EXERCISE DIRECTIONS
Pick up the passage on Indian monopoly capital after its last sentence and continue it.

Nirmal da's papers always provoked serious thought. Now when I get back to his "Monopoly Capital, Private Corporate Sector and the Indian Economy, 1931-76" (EPW, Special Number, August 1979), and reflect over what he found, that "monopoly capital in India is a very different species from its counterpart in the west", that "monopoly capital in India bears a closer family resemblance to pre-industrial monopolies than to contemporary monopoly capitalism in the west", I wonder what he might have thought more recently about this phenomenon, that is, after Indian monopoly capital has been exposed to two decades of constant pressures from foreign institutional investors, this in the presence of competition from and collaboration with transnational corporations, and competition from imports.

Images for locating objects
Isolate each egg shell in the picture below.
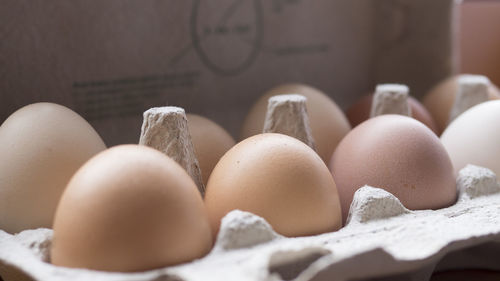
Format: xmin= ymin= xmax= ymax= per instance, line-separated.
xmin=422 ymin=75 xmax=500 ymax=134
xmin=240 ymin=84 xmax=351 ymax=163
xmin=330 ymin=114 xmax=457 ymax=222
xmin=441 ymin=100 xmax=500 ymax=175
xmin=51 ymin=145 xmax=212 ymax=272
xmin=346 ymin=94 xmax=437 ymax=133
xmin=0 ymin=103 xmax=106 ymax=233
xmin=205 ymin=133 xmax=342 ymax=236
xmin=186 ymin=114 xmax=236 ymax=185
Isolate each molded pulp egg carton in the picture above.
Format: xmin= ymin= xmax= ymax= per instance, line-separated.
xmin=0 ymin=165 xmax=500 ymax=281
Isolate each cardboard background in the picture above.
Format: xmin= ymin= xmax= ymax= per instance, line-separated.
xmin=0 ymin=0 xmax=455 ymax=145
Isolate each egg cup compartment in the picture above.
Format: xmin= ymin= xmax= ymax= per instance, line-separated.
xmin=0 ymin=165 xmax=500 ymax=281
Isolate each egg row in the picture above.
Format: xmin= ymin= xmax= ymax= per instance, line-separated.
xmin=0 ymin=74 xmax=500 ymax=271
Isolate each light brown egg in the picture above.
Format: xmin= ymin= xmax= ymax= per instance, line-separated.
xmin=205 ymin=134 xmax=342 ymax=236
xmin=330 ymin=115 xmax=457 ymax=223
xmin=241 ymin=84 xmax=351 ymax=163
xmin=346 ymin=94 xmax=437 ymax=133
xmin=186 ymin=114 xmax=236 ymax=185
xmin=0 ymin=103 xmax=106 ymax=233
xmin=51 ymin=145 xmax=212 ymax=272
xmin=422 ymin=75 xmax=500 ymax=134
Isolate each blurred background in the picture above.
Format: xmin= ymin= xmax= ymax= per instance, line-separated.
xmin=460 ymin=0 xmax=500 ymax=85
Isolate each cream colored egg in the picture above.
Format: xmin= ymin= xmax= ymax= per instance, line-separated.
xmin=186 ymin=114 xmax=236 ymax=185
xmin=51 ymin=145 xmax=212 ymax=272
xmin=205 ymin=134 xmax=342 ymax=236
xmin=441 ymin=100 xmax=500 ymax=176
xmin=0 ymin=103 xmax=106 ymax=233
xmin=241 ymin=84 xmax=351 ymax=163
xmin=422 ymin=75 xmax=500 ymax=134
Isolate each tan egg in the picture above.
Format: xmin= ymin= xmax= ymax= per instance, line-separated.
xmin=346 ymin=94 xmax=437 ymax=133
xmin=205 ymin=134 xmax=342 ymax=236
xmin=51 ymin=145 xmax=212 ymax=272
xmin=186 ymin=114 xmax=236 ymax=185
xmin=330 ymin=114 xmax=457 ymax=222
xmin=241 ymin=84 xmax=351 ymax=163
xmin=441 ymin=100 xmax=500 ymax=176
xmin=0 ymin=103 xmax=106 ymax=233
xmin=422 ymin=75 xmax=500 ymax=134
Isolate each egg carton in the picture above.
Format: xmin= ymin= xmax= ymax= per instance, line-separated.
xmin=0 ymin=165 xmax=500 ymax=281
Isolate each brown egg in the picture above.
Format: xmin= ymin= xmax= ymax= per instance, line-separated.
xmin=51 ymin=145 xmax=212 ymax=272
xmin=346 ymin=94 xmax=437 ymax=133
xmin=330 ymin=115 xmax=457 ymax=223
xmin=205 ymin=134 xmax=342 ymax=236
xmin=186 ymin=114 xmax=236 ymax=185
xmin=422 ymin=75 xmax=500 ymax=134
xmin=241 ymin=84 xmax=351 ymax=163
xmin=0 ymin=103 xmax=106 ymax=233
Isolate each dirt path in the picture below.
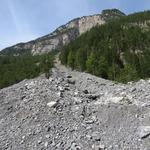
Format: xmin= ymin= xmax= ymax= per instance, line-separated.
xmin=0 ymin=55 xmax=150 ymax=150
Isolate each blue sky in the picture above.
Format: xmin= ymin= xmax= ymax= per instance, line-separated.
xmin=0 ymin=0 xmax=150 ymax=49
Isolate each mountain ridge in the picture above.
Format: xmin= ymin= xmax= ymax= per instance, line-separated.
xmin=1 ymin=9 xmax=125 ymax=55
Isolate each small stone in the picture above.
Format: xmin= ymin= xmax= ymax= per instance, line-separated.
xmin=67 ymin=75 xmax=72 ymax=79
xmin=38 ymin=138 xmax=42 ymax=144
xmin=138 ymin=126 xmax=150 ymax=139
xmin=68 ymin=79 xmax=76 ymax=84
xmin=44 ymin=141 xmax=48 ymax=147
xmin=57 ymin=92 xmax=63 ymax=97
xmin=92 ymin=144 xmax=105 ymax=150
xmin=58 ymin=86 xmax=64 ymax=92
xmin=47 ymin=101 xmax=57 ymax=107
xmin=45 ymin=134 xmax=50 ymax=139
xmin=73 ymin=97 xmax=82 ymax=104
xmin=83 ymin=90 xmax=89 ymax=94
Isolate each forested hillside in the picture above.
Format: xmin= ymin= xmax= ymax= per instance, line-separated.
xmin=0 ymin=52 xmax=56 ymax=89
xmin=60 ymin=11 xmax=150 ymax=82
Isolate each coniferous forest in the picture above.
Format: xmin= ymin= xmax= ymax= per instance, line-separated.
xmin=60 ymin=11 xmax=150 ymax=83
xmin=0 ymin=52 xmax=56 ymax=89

THE ANSWER
Nirmal da often frankly admitted that economics was not a science; the influence of ideology was overwhelming, and yet, he was thoroughly imbued with the values of science. I remember in the early 1990s when the debate over the Dunkel Draft of GATT's Uruguay Round was at its peak, the Director of the IIT where I worked asked me to suggest a speaker for an institute-level lecture on the implications of the Dunkel proposals for India, and I suggested Nirmal Chandra's name. Nirmal da was really outstanding, for he focussed quite a bit on the implications as regards the likely negative impact on indigenous technological development, discussing the C-DOT and C-DAC cases, and the development of indigenous technological capability in the pharmaceutical industry post the 1970 Indian Patents Act, and the likely impact the Uruguay Round of the GATT might have on these technological successes.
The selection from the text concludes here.